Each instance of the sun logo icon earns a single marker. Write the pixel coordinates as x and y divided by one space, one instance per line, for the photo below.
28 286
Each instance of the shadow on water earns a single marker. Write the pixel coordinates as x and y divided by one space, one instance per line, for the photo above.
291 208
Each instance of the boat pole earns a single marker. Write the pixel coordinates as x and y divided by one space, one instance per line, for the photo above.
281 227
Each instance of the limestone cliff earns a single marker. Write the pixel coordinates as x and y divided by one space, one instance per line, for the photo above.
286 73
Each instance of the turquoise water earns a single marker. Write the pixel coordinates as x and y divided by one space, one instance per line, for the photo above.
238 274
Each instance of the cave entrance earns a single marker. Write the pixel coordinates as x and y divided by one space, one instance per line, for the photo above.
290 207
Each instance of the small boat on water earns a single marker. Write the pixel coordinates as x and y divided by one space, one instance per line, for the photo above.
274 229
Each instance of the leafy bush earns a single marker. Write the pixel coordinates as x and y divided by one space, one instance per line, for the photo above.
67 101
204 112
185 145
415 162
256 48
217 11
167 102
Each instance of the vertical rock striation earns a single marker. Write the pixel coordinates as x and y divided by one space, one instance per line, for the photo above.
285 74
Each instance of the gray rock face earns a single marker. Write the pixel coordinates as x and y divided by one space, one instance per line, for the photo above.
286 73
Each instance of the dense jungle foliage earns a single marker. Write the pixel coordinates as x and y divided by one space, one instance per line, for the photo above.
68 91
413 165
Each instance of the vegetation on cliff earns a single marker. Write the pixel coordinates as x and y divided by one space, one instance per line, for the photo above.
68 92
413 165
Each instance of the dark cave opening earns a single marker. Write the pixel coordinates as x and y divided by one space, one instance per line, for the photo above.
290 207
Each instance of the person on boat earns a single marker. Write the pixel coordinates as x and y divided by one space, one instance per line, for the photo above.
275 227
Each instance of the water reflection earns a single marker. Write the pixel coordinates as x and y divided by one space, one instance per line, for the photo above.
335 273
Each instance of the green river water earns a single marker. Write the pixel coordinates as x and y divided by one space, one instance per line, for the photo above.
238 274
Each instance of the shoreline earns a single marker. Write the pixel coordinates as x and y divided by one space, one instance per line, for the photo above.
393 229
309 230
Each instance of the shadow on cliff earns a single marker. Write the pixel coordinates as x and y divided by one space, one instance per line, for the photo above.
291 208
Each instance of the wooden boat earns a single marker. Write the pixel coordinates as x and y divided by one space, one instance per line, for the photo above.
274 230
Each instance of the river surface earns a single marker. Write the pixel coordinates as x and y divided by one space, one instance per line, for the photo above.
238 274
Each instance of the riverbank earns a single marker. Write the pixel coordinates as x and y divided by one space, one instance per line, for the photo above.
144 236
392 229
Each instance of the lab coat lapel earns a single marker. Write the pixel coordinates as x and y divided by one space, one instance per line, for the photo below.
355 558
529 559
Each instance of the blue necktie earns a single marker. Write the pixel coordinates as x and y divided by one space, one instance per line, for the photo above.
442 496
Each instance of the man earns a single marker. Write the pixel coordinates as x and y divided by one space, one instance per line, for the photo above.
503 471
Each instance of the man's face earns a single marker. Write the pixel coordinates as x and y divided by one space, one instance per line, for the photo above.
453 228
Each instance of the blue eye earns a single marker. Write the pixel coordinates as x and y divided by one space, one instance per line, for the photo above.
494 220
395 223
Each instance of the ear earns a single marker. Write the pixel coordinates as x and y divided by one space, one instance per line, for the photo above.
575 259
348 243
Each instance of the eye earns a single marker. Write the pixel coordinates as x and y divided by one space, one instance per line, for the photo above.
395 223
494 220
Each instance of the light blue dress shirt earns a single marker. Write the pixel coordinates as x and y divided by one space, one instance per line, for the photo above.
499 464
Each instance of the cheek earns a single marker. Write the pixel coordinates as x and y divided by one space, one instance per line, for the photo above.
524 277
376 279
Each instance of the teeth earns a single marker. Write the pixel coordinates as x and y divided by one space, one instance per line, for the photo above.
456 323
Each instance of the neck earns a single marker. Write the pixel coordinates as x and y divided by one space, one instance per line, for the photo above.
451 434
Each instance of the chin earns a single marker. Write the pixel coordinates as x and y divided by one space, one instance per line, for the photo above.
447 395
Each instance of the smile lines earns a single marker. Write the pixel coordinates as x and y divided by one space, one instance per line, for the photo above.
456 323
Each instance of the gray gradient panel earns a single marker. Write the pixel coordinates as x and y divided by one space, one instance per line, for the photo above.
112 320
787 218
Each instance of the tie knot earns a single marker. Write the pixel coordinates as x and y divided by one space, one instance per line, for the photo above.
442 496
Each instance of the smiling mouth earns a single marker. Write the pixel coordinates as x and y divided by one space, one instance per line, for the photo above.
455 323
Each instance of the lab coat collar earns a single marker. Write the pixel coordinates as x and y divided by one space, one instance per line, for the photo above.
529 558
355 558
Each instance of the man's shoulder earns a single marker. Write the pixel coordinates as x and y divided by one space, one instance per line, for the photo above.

-*-*-

Each line of the material should be duplicated exactly, please.

Each instance of the sun logo icon earns a single marker. Write the pixel coordinates as x and y divided by one space, one instance per line, for the photo below.
28 286
Each instance of the shadow on water earns a single marker. Write the pixel coordinates as x and y divided by one space, one instance per line, for the photo above.
291 208
Each instance of the boat pole earns a single marker. Write the pixel coordinates as x and y divided by one space, one instance per line, for the photo above.
281 227
Each instance of the limestone cliff earns a single marker. Write the pixel coordinates as x and y divided by one space, one instance per line, for the photo above.
286 73
Each instance of the turquoise water earns a single marker. Write the pixel coordinates as x and y divided by one space, one instance per line, for the photo above.
238 274
Each instance of the cave entrance earns a single marker. Write the pixel coordinates as x and y divided by one space, one instance per line, for the photo above.
290 207
Each instance of the small boat on water earns a single marker. Write the pixel coordinates as x and y divided by one space, one instance per line, for the photo above.
274 229
Each instance of the leafy bush earns a single marker. Write the pixel coordinates as x and y divided by one space, one instance per line, for the photo above.
67 101
204 112
185 145
415 162
256 48
217 11
167 102
Each instance of the vertical rock striation earns a single marker. Write the pixel coordinates as x and y divided by one space, one instance per line, for the photo above.
285 74
Each instance of the gray rock face earns a single marker. Write the pixel coordinates as x and y divided by one space, one instance per line, for the photo above.
286 73
Each instance of the dense jungle foliage earns a single marker. Write the pixel coordinates as x and y divided by one space, one instance per line, for the photo above.
68 91
413 165
Each instance of the vegetation on cliff earns a single marker. Write the pixel coordinates as x and y divided by one space, one instance per line, for the photo above.
68 92
413 165
Each instance of the dark cave opening earns a single marker. Write the pixel coordinates as x and y divided by one space, one instance per line, for the photo above.
290 207
Each instance of the person on boat earns a single marker. Write the pixel coordinates as x and y divided by one space, one instance per line, for the photo above.
275 227
Each instance of the water reflection earns a single marker. Write the pixel coordinates as x and y divided by one space, one instance per line, for the photo above.
335 273
Each instance of the green river water earns a single marker. Write the pixel coordinates as x and y divided by one space, one instance per line, for the photo above.
238 274
Each instance of the shoreline earns a single marker. Write the pixel coordinates as x and y divided by one space, one instance per line, for the photo above.
393 229
309 230
Each instance of the shadow on cliff earns a single marker. Write the pixel coordinates as x and y divided by one space, one instance per line, for the photo above.
291 208
Each instance of the wooden boat earns a single marker. Write the pixel coordinates as x and y divided by one space, one instance per line, for the photo above.
274 230
Each instance of the river surface earns a single marker. Write the pixel coordinates as x and y divided by one space, one instance per line, for the photo above.
238 274
Each instance of the riverbank earns a single marker. Write the pixel coordinates as x and y divided by one space, one instance per line, for the photo above.
144 236
392 229
Each instance of the lab coat lapel earns a single marker. Write the pixel coordinates as x and y divided by one space, one instance per line, for the photo below.
355 558
529 559
Each instance of the blue necktie earns a single marker. Write the pixel coordinates as x and y divided by one space, one instance per line, for the photo above.
442 496
Each instance of the man earns a single marker. Write the pixel coordinates as x and y divided by one space, one instance per line, for the photo above.
503 471
Each instance of the man's face earns a single marker. Write the pixel coordinates as x and y divided by one space, one instance per line, for the photo above.
453 228
Each instance of the blue eye earns a single marker. Write the pixel coordinates as x and y divided by one space, one instance per line, for the photo above.
494 220
395 223
Each instance of the ear earns a single marker. Write the pixel coordinates as x and y divided by one space, one instance per line, for the photo above.
575 259
348 243
Each instance of the eye earns a single marker. Write the pixel coordinates as x and y divided by one space, one instance per line, for the photo above.
395 223
494 220
Each instance of the light blue dress shirt earns a single marker. Write the pixel coordinates as x and y divided by one space, one instance per line, for the photo above.
499 464
Each instance of the cheek earns a single marker. Write the pixel coordinates as x and y divided by one space, one instance per line, for the photo above.
524 277
376 279
Each instance of the teeth earns a single marker. Write the pixel coordinates as x and y divided by one space, one instance per line, for the photo above.
456 323
Each instance of the neck earns a single marker. Write the pixel coordinates as x and y divided by one space, one instance per line, for the photo above.
451 434
Each instance of the chin earns a single marker. Write the pixel coordinates as x and y divided by one space, one instance per line, for the photo above.
447 395
Each instance of the smile lines earns a single marker. Write the pixel coordinates as x and y divided by one space, one instance per line, for the photo above.
456 323
Each instance of the gray gradient panel earns a single marker. Write the pixel coordinates as x and y divided by one space, one instance per line, for the photo above.
112 320
787 218
Each instance of the tie knot earns a single marker. Write the pixel coordinates as x and y divided by one space, one instance per line, for the photo above.
442 496
Each instance of the smiling mouth earns a single marker. Write the pixel coordinates as x and y divided by one space, one instance per line, for the photo above.
455 323
Each instance of the lab coat collar earns a single marker. Write the pixel coordinates as x and y divided by one space, one instance per line, for the photo above.
529 558
355 558
Each instance of the man's shoulder earns a single marker. Write the pixel coordinates as x and y divided by one space, one instance per line, for the photo above.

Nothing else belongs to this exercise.